Work required => Restate each of the lines below word for word and drop every picture.

[Excerpt from a dataset]
====
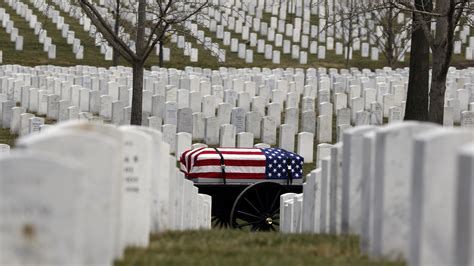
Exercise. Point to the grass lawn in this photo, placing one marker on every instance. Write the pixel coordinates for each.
(233, 247)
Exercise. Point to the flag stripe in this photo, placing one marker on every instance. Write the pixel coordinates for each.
(230, 162)
(228, 169)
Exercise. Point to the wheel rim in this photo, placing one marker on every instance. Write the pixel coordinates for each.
(257, 207)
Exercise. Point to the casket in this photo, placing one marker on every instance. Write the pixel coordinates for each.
(241, 165)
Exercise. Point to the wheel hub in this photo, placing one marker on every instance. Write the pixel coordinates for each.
(269, 220)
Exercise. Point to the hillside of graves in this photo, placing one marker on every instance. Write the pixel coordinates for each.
====
Finished task =>
Exercise. Point to the grass lawn in this photo, placing one marker on every instance. Write the pixel coordinates for each.
(233, 247)
Exercise. Point to the flag stripe in this photo, placing one marker on every instance. Write the pixel coordinates for each.
(230, 162)
(228, 169)
Exercise. Point to the wheel rim in this photo, placing one marker on every instance. Write the pixel coordinates for each.
(257, 207)
Exercise. Point to the casket in this photo, placing one marker on every instance. Write the pixel coordinates for each.
(241, 165)
Exercise. Point to the wheel hub in this photo, placing one marker on every instance. Write the pixel coordinates for each.
(269, 220)
Exercise. Point to the hillside of graves in this photo, placing one marker on every instance. Write the pixel coordinates for each.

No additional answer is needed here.